» **Task details**
Return only this: the line with "If you would be willing to mark the gravel" and all the lines that follow it below, through the final one, exactly as they are.

» **Data records**

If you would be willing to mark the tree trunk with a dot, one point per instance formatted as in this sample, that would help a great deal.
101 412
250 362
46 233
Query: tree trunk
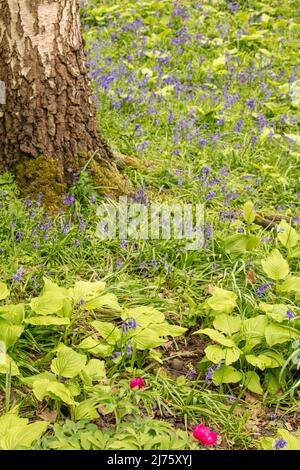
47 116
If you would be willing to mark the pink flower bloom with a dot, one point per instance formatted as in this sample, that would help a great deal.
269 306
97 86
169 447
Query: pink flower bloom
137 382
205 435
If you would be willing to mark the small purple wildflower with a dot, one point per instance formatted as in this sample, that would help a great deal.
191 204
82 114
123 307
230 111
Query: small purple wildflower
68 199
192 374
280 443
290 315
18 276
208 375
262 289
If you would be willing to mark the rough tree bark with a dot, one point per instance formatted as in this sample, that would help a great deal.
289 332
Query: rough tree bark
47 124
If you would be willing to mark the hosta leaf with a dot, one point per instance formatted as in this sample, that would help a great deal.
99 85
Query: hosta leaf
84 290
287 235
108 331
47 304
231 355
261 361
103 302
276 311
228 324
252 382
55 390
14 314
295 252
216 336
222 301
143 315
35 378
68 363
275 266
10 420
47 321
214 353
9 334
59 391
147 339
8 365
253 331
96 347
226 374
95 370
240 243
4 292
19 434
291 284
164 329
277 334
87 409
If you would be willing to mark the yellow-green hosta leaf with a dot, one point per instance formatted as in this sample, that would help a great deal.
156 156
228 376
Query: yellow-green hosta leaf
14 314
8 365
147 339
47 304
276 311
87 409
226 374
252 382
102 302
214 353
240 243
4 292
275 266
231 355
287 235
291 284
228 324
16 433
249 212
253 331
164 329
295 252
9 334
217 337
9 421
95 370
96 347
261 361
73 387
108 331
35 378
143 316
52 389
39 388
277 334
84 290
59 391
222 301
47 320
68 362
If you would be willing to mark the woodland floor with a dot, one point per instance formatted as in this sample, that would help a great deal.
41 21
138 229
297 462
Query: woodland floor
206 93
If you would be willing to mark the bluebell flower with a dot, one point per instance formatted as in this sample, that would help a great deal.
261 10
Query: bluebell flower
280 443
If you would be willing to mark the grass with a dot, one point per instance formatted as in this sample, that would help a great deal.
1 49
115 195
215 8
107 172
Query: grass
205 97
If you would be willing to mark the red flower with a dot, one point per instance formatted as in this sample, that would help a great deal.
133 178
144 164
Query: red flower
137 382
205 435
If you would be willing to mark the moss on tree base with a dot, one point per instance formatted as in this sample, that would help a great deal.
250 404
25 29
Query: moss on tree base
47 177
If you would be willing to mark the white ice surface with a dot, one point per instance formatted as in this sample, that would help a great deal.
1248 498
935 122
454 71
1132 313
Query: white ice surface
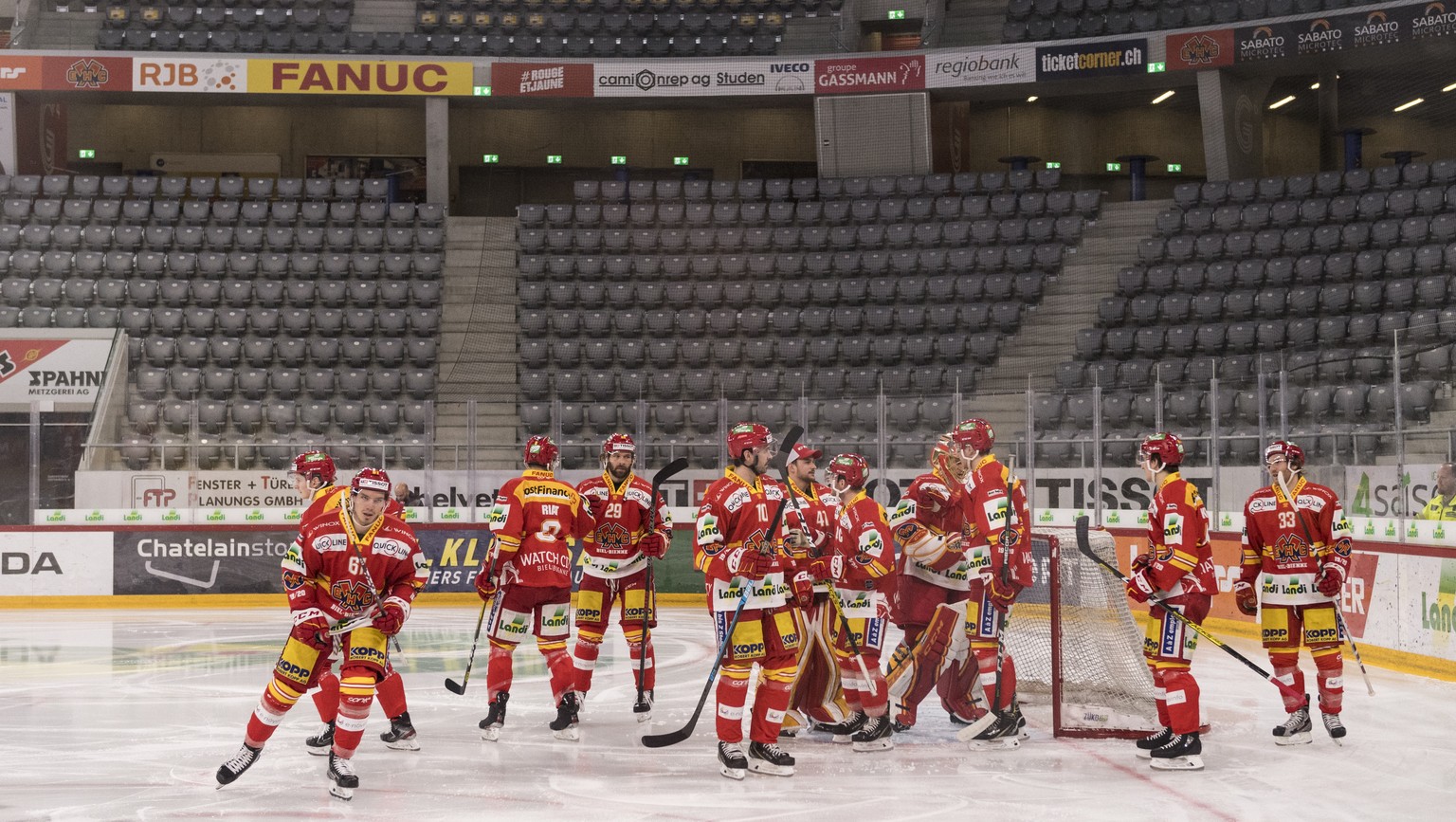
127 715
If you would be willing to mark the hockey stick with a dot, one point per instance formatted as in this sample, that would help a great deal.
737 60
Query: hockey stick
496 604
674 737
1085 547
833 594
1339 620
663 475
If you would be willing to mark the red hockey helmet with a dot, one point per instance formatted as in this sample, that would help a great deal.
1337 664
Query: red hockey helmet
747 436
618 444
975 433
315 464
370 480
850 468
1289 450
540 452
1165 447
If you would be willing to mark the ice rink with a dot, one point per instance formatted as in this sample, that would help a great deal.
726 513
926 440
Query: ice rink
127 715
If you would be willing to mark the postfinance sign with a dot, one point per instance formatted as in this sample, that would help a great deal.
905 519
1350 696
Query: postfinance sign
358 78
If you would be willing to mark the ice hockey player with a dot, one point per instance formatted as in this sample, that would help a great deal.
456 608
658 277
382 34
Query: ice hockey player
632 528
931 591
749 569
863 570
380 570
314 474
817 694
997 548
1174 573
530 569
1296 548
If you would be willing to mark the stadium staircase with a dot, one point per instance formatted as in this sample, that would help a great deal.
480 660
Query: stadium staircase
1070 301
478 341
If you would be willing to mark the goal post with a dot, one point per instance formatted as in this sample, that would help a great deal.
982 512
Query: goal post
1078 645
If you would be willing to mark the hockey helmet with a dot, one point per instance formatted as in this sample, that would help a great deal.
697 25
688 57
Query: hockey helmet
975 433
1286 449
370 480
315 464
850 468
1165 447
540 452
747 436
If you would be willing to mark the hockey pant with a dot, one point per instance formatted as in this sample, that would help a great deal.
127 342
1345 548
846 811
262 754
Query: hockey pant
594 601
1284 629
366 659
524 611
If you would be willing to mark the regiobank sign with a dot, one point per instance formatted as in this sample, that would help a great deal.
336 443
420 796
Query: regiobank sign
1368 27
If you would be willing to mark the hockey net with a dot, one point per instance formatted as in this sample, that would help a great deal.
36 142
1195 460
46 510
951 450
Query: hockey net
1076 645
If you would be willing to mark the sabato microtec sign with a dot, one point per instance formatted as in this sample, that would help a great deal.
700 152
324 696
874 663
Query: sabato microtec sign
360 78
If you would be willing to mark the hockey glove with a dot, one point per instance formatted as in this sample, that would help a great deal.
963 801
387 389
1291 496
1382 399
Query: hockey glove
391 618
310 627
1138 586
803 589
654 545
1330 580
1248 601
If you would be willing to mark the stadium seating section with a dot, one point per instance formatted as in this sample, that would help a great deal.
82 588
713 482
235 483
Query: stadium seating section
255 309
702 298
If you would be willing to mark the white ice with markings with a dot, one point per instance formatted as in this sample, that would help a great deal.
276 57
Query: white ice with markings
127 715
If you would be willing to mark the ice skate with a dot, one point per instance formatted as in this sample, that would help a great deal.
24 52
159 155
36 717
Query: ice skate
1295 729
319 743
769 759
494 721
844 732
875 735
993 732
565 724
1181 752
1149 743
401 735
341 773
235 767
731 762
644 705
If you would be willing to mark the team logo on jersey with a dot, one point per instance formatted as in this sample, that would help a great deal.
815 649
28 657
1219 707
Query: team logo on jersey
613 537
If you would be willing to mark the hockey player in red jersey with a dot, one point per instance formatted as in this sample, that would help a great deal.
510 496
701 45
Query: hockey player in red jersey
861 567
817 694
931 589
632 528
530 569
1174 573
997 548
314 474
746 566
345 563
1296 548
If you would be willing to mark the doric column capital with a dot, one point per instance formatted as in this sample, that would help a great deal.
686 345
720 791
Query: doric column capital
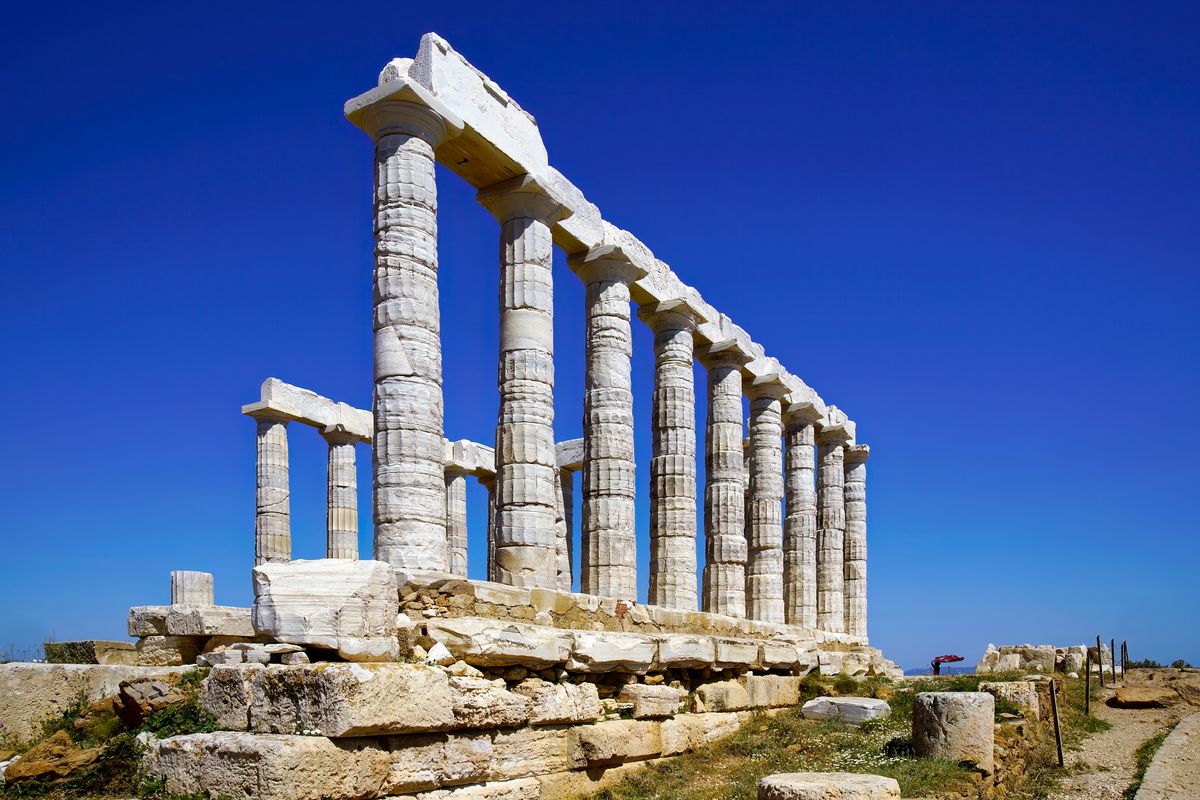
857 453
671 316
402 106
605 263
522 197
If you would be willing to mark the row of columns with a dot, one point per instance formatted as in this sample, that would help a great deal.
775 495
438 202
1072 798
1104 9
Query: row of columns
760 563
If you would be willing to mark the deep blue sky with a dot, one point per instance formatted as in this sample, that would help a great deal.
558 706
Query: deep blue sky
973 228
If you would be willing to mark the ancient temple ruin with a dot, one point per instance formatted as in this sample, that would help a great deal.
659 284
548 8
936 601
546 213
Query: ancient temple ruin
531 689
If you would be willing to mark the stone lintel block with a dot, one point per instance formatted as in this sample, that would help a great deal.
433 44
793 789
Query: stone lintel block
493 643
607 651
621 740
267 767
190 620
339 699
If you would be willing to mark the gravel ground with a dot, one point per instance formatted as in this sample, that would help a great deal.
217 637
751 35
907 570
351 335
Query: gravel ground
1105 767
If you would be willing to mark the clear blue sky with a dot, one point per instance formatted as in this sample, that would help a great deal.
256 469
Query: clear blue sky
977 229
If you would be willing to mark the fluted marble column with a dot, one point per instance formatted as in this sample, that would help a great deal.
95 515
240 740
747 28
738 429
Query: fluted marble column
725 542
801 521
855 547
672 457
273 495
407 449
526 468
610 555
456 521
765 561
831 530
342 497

» **Solution**
If you would be willing to mark the gravel ground with a dot, one point per instance formatted as in this sample, that would help a great deal.
217 637
751 35
907 570
351 335
Query: gravel ground
1105 767
If you would be willing to mark the clear blue sky with a dot, one point per instance formatted as in this sample, that would help a great deal.
256 469
Query: clear blue sky
977 229
If you would be willing to mark the fluted marble column with a dot, one point per instance formatted as in this sample, that would help a great deal.
95 515
240 740
747 28
738 429
Query: fluted marble column
725 542
801 521
855 547
672 457
273 495
407 449
526 468
610 555
456 521
765 561
831 530
342 497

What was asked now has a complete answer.